- _Exercise goal_
The records should be repeated word for word, pictures excluded.

- _Given data_
######

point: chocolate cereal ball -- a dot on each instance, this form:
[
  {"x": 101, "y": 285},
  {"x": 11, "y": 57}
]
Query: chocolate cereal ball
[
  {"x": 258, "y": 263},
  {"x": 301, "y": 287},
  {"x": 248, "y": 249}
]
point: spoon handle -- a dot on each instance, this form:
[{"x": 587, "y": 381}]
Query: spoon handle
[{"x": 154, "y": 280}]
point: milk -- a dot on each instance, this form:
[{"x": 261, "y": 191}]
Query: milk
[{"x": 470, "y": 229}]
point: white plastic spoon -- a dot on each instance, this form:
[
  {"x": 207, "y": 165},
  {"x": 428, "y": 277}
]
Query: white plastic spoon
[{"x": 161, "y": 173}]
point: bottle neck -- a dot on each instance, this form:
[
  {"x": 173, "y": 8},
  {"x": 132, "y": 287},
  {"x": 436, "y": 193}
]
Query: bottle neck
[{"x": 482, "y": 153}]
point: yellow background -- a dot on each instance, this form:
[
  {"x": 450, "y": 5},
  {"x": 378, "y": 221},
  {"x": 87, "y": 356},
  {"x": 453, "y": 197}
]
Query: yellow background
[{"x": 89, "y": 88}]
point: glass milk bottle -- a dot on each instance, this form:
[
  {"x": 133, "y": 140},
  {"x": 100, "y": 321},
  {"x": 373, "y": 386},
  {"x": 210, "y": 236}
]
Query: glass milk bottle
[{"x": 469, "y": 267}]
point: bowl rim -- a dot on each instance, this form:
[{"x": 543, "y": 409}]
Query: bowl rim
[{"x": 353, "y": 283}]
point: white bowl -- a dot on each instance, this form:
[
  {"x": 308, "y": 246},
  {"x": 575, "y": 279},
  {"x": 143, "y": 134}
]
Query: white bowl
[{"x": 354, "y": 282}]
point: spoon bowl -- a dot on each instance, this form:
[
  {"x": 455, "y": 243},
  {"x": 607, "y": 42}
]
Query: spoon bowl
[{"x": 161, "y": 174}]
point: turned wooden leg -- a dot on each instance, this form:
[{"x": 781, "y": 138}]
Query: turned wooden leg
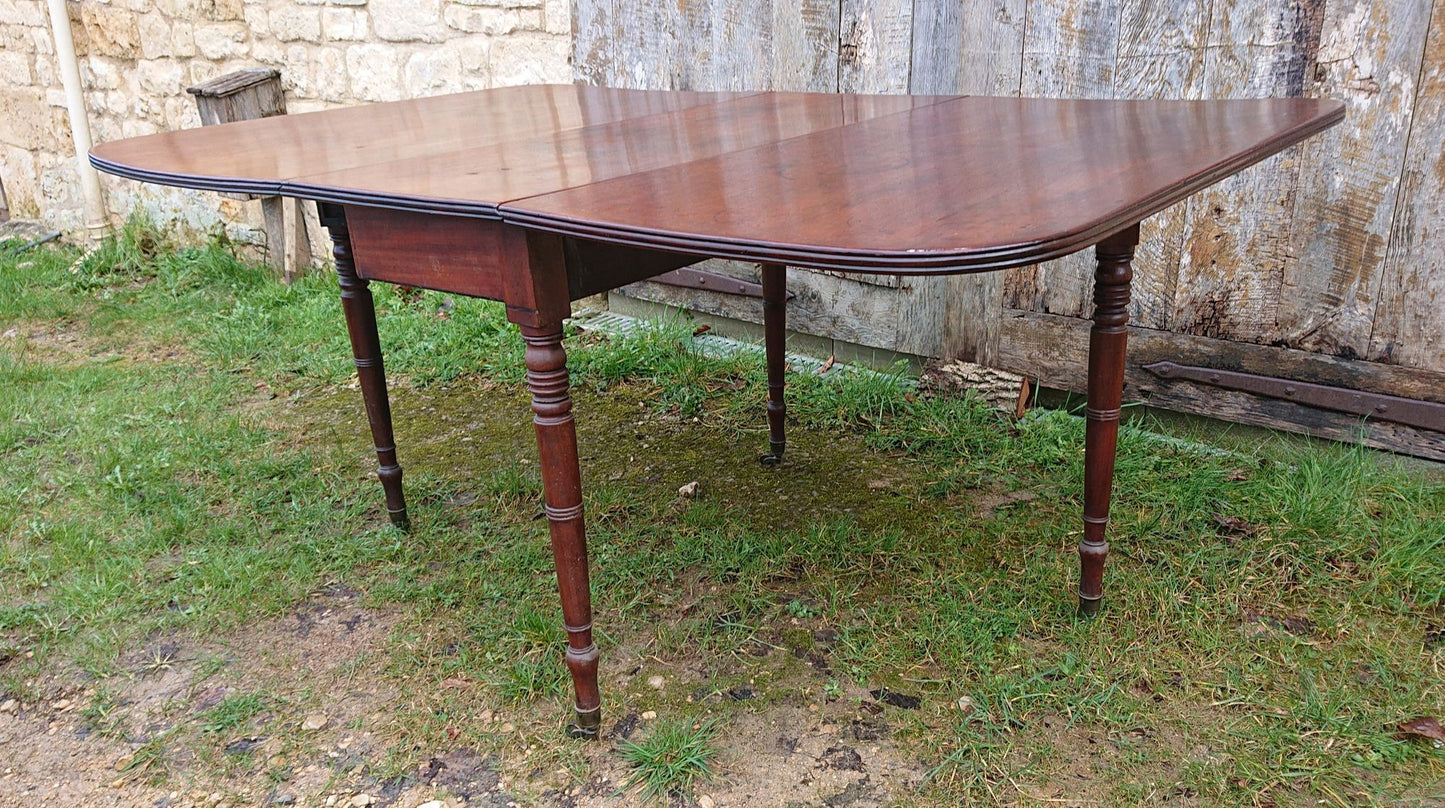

######

- _Full answer_
point: chocolate cereal ball -- a dot on each instance, this form:
[
  {"x": 101, "y": 285},
  {"x": 11, "y": 57}
]
Query: chocolate cereal ball
[
  {"x": 258, "y": 263},
  {"x": 301, "y": 287},
  {"x": 248, "y": 249}
]
point: spoon handle -- a dot on each instance, this form:
[{"x": 587, "y": 381}]
Query: spoon handle
[{"x": 154, "y": 280}]
point: milk -- a dot on each instance, this form:
[{"x": 261, "y": 191}]
Query: milk
[{"x": 470, "y": 229}]
point: white plastic spoon -- a dot on each instance, this form:
[
  {"x": 207, "y": 165},
  {"x": 428, "y": 277}
]
Query: white plastic spoon
[{"x": 161, "y": 173}]
point: bottle neck -- a dot on each instance, this form:
[
  {"x": 173, "y": 8},
  {"x": 132, "y": 287},
  {"x": 436, "y": 193}
]
Query: bottle neck
[{"x": 482, "y": 153}]
point: yellow background -- a dot on each instance, this form:
[
  {"x": 450, "y": 5},
  {"x": 378, "y": 221},
  {"x": 87, "y": 356},
  {"x": 453, "y": 197}
]
Query: yellow background
[{"x": 89, "y": 88}]
point: glass milk bottle -- a dot on each instance, this form:
[
  {"x": 133, "y": 140},
  {"x": 100, "y": 321},
  {"x": 373, "y": 386},
  {"x": 210, "y": 236}
]
Query: glass milk bottle
[{"x": 469, "y": 267}]
point: bowl rim -- a dot on each instance, this form:
[{"x": 543, "y": 409}]
Query: bowl rim
[{"x": 353, "y": 283}]
point: white bowl -- a dot on each instance, this form:
[
  {"x": 308, "y": 246},
  {"x": 575, "y": 279},
  {"x": 143, "y": 134}
]
Query: white bowl
[{"x": 354, "y": 282}]
point: spoon bowl -- a dot on each instance, this form:
[
  {"x": 455, "y": 243},
  {"x": 607, "y": 42}
]
Query: spoon bowl
[{"x": 161, "y": 174}]
point: turned wooden leg -- a dot on each instance, this form:
[{"x": 781, "y": 138}]
Query: turned wooden leg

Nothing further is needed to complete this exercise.